**GOAL:**
Return every line of the entries below that contains the string "tile".

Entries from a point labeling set

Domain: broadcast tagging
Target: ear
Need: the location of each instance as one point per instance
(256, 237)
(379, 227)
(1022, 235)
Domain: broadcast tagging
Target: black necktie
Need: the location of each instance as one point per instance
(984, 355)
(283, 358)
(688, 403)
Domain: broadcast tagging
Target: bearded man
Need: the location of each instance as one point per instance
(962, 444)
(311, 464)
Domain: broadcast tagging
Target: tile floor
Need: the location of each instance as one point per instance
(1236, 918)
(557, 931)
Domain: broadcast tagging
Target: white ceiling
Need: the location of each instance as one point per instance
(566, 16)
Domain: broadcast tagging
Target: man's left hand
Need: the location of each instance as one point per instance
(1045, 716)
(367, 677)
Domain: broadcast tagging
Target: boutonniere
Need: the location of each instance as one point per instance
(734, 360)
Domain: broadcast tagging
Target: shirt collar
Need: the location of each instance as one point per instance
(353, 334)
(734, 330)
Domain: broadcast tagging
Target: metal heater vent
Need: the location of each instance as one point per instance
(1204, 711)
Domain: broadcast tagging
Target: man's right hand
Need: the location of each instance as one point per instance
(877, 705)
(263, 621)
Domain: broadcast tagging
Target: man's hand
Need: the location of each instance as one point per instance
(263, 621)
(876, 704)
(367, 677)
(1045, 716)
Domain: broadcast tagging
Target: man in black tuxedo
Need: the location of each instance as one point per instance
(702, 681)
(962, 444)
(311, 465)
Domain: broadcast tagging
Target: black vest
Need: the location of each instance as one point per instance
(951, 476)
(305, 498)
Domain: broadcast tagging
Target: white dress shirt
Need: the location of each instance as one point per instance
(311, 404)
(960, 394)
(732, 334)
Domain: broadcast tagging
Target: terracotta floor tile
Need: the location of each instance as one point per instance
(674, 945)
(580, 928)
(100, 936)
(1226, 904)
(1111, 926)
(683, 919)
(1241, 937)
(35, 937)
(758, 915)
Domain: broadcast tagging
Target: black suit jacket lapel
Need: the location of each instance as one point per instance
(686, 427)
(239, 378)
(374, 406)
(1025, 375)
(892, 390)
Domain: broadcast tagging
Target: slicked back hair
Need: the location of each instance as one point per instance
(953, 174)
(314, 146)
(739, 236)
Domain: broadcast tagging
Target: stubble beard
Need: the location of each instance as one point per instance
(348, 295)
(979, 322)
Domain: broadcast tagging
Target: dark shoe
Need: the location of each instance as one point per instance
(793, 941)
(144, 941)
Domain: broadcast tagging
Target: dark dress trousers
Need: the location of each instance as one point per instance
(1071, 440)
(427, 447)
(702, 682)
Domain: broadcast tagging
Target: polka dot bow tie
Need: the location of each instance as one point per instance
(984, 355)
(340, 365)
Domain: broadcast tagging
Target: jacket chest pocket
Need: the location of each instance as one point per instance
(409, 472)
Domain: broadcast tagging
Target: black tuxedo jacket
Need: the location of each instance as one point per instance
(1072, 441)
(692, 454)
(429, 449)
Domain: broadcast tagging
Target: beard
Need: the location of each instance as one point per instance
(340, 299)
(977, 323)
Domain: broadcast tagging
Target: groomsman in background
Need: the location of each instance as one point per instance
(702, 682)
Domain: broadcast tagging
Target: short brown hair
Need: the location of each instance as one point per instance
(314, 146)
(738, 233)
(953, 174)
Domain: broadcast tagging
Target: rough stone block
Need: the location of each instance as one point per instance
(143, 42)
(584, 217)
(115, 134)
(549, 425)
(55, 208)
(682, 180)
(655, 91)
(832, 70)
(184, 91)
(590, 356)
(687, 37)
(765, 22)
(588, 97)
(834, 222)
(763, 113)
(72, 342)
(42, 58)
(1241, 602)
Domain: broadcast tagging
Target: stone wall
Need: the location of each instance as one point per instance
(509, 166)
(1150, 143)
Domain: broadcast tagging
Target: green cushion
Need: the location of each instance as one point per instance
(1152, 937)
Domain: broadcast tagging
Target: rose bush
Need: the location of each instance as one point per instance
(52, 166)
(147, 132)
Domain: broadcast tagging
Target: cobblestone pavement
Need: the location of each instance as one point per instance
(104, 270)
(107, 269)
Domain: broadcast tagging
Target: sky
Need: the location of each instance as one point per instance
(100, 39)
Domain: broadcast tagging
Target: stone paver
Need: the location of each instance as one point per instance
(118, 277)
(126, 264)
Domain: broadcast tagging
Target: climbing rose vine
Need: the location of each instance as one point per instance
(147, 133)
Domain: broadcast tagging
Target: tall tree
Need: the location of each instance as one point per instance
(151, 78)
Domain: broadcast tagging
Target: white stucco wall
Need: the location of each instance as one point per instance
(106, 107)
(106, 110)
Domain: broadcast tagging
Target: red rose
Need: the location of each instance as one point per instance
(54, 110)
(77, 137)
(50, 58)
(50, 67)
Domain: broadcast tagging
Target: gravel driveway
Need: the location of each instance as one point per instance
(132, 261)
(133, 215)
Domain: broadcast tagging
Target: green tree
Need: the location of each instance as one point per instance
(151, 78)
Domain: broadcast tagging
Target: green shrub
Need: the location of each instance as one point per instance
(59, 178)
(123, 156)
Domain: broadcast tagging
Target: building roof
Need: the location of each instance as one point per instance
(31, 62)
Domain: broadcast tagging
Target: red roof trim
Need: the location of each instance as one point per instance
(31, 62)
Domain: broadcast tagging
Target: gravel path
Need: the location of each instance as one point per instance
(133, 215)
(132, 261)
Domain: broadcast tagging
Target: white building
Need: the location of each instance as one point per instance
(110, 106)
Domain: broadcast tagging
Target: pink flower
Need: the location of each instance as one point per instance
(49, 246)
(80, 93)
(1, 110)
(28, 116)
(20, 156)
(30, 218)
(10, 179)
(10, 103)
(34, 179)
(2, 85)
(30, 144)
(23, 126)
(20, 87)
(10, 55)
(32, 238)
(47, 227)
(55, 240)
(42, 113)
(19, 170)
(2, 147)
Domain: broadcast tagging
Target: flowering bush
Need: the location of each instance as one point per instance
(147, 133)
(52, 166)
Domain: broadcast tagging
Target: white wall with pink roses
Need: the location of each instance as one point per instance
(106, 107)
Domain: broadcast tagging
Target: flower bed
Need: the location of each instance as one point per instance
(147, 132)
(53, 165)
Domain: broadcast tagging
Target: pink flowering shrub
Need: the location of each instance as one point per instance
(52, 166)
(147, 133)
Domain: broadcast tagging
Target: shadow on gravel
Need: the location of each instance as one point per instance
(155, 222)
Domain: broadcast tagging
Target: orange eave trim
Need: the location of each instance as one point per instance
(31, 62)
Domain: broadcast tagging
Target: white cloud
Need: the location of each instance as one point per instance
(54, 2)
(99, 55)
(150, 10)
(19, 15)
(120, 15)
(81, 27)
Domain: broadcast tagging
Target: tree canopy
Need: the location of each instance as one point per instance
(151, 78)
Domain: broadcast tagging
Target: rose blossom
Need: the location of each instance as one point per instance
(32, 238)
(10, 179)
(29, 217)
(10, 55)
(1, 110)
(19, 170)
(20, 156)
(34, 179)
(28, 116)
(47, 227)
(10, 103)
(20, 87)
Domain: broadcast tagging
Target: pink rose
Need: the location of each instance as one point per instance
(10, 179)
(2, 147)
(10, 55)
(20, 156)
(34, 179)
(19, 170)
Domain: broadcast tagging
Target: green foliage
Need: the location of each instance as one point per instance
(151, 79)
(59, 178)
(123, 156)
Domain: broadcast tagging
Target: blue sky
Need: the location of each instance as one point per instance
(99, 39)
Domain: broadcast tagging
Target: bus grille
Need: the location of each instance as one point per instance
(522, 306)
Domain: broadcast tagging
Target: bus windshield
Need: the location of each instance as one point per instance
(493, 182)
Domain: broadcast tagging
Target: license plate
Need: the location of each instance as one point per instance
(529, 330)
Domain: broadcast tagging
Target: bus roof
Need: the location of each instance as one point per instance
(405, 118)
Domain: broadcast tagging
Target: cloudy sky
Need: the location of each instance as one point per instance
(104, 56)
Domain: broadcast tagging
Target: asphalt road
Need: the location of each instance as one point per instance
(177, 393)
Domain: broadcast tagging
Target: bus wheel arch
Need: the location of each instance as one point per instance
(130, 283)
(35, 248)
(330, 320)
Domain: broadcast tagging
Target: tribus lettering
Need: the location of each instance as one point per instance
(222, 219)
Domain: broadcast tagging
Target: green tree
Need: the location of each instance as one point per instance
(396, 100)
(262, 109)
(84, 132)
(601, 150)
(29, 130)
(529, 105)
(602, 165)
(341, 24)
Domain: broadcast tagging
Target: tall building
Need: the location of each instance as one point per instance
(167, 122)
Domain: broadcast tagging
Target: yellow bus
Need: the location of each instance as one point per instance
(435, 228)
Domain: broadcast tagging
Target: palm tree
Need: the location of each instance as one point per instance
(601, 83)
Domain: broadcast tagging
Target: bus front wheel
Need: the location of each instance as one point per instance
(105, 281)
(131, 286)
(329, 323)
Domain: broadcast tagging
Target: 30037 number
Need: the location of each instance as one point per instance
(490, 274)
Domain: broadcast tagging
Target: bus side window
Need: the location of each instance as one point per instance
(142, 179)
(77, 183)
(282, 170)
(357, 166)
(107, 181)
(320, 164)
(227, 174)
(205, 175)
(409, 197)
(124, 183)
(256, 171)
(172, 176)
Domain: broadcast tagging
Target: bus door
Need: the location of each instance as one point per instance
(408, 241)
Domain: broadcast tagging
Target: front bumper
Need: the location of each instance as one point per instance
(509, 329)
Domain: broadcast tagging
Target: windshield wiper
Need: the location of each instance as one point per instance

**COMPLETE OUTPUT:**
Target: tile floor
Target: terracotta floor tile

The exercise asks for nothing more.